THE EXERCISE: Tally the lines in the entries below that contain the string "distant", and give only that number.

AVAILABLE RECORDS:
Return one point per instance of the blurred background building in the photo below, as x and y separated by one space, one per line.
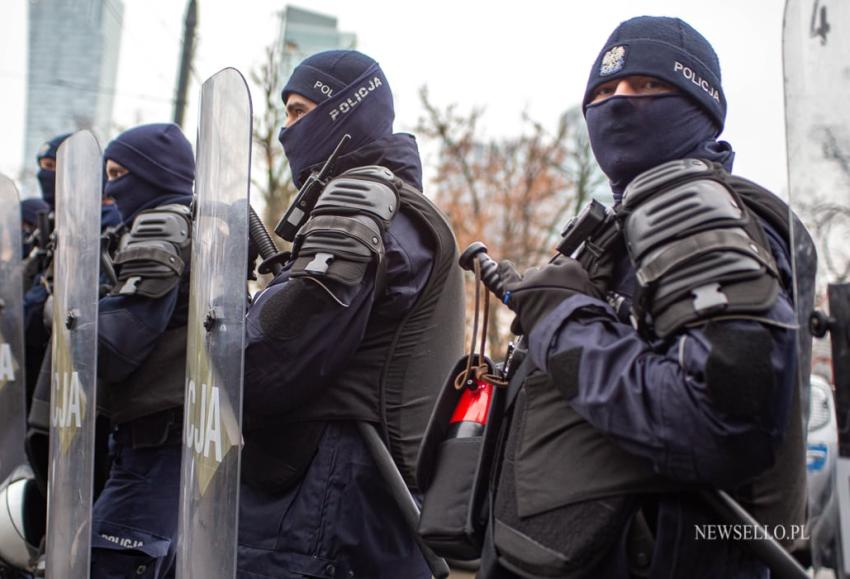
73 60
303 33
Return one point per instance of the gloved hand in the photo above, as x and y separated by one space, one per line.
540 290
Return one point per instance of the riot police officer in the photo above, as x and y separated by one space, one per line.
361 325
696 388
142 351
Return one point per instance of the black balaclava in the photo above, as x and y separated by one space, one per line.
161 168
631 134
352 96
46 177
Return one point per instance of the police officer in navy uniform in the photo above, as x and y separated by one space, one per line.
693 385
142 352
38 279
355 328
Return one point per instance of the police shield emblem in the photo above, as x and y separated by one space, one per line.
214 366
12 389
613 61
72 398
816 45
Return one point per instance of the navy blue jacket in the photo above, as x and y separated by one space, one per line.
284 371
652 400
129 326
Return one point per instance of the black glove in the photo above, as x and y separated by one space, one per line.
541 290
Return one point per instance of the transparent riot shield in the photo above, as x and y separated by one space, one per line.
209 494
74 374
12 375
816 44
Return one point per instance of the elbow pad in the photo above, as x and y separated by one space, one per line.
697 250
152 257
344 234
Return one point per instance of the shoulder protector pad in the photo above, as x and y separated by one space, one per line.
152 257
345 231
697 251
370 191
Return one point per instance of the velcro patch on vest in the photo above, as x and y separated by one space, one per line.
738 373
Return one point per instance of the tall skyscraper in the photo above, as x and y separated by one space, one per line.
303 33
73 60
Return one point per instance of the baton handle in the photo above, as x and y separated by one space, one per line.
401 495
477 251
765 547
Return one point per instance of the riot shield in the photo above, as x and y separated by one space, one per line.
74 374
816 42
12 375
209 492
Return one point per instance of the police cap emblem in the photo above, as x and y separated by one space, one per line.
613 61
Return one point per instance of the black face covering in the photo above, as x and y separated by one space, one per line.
* * *
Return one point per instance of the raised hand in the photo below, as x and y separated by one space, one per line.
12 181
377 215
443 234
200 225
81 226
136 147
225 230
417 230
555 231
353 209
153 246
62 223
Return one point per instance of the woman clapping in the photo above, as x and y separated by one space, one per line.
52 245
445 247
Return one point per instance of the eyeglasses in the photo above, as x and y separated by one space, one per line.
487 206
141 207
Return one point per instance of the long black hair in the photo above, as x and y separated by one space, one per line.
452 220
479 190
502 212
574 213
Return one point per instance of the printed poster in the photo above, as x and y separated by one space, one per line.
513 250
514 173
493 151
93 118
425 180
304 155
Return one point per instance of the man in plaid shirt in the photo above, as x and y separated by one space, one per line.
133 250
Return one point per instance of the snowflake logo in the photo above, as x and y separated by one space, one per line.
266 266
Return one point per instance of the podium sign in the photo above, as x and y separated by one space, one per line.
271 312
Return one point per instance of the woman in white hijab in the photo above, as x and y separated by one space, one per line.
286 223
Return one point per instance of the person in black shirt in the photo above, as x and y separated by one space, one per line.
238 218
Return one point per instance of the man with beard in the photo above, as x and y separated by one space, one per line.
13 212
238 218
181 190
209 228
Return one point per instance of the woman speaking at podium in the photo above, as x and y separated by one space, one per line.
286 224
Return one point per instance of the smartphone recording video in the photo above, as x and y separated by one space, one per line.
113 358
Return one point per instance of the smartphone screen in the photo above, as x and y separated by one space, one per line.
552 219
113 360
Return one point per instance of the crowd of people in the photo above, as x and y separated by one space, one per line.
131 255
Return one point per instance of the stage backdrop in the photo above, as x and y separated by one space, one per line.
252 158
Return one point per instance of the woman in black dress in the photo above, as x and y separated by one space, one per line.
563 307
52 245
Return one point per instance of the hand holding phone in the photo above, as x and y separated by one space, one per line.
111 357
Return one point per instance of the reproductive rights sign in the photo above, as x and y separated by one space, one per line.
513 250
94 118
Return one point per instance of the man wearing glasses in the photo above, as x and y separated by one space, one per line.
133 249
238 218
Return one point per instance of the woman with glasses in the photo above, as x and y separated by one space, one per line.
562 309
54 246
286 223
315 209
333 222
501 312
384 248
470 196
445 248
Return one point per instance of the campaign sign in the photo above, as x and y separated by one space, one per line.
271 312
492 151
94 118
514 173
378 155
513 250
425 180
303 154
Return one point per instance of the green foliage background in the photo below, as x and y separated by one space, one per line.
---
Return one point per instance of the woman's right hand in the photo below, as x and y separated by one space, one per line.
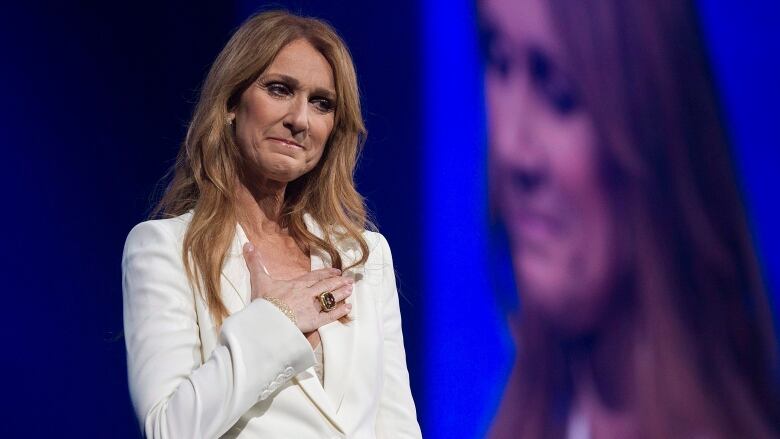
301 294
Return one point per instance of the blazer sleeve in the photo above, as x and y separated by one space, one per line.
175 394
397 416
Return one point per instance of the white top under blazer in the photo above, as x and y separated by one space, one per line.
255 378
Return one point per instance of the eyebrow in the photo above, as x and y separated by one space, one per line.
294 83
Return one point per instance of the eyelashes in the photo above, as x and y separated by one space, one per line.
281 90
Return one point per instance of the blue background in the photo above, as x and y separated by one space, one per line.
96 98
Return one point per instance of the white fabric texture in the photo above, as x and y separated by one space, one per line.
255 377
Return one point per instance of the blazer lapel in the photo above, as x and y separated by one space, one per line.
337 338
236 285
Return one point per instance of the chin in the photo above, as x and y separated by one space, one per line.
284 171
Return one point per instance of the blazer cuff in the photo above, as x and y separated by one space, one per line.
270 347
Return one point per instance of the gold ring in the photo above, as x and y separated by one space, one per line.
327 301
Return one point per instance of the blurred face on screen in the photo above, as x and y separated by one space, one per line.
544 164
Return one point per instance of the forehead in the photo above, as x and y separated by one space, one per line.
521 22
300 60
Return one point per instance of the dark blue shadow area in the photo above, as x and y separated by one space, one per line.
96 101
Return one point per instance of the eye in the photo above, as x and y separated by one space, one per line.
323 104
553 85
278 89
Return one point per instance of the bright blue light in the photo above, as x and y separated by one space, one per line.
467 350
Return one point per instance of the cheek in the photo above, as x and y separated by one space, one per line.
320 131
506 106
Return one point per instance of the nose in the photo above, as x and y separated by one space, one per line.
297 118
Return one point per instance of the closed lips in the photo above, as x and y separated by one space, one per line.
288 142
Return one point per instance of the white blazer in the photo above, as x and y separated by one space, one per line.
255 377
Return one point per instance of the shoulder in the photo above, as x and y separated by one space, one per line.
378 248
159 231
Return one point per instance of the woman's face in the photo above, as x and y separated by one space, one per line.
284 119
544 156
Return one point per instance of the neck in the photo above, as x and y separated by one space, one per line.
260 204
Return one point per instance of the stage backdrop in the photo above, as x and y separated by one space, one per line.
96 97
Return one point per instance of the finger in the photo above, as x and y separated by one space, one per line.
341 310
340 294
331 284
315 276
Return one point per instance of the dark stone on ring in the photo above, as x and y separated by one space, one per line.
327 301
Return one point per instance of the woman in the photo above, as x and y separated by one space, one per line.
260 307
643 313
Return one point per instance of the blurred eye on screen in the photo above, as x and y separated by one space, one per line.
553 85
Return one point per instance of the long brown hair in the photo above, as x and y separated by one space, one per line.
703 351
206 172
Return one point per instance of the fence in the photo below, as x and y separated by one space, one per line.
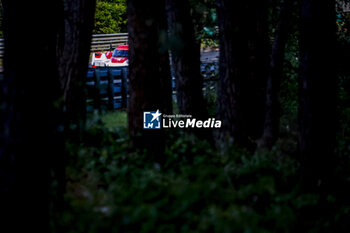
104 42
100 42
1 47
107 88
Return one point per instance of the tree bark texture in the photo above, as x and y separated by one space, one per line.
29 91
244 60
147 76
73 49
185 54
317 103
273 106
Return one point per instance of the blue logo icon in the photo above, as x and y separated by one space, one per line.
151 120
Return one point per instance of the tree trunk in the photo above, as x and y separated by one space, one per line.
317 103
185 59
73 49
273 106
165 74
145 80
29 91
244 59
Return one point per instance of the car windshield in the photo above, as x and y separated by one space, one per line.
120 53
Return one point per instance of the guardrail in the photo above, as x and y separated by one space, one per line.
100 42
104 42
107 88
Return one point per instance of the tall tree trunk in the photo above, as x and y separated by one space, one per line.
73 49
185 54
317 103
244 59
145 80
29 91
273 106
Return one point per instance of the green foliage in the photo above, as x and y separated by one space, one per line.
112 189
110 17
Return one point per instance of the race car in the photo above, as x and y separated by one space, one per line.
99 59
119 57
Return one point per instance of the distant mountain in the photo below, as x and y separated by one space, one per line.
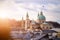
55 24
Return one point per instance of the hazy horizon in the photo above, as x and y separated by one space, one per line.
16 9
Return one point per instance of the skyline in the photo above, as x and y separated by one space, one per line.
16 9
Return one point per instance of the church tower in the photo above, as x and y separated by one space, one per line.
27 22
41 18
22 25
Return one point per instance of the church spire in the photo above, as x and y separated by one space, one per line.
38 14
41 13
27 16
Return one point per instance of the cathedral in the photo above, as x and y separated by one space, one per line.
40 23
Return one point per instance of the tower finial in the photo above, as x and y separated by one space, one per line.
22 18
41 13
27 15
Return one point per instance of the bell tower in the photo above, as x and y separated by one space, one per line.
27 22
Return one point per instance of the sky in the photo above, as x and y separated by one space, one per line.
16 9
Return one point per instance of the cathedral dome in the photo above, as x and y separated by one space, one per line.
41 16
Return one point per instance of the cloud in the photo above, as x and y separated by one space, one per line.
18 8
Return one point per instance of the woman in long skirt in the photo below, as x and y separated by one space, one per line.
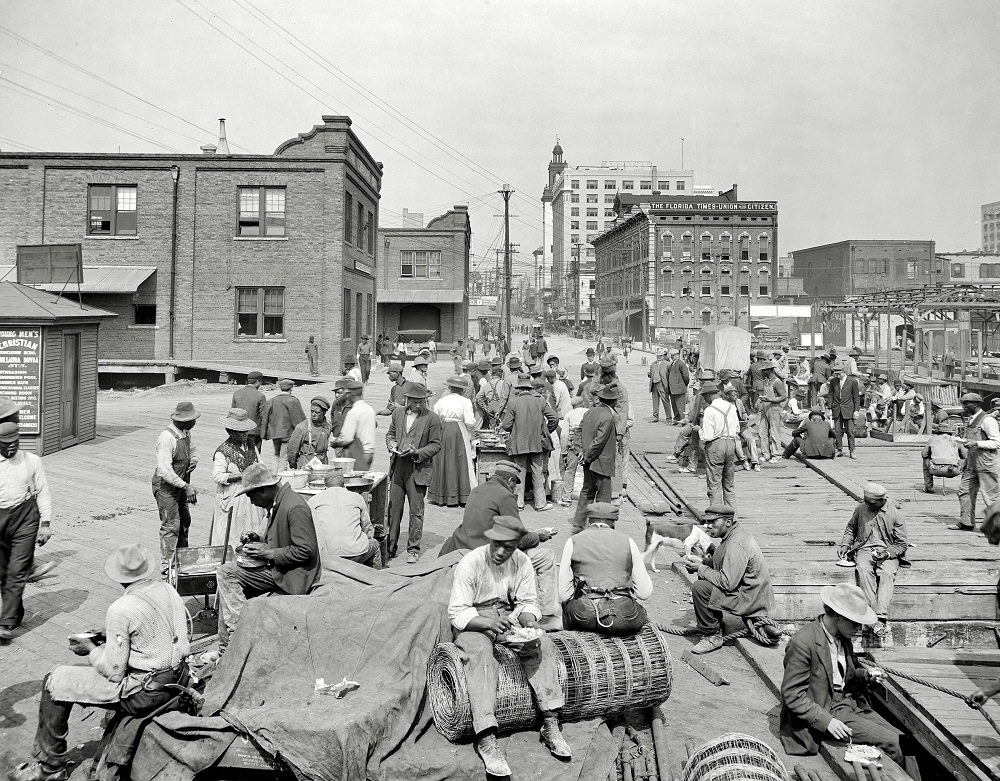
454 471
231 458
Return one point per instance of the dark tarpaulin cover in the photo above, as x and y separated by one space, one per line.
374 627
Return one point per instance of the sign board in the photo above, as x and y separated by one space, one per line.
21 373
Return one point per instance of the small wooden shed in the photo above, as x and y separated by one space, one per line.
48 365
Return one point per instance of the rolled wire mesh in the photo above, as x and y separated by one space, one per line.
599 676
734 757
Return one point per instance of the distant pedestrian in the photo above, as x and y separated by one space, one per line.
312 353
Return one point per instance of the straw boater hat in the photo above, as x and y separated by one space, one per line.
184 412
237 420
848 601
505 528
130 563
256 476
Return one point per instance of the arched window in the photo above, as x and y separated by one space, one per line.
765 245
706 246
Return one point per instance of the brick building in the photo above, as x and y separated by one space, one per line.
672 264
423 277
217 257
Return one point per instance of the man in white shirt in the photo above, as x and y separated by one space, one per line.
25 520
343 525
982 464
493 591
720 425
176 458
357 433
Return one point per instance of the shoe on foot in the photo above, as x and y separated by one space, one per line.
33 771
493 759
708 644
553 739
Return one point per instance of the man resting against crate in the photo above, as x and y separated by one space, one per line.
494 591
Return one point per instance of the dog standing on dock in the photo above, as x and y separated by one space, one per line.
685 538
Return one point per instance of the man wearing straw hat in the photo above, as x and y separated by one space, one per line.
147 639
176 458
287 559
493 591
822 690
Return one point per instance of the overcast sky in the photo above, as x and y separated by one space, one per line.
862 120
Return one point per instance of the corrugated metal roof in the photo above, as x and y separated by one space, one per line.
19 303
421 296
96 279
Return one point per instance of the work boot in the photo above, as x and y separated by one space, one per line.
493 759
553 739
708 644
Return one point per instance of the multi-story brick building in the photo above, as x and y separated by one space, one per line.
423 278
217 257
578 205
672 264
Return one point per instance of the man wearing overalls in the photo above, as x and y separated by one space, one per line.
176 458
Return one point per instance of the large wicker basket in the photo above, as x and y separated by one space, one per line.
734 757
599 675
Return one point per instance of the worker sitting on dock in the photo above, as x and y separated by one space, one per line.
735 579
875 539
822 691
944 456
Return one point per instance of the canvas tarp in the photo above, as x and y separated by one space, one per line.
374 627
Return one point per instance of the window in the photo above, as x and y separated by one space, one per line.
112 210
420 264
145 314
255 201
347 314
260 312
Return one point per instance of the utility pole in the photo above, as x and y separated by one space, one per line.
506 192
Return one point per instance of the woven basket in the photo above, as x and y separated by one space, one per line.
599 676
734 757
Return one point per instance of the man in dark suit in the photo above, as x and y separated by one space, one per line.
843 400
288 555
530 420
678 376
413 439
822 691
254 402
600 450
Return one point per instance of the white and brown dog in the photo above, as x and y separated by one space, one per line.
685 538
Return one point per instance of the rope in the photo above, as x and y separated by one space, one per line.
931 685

RESPONSE TO THIS EXERCISE: 2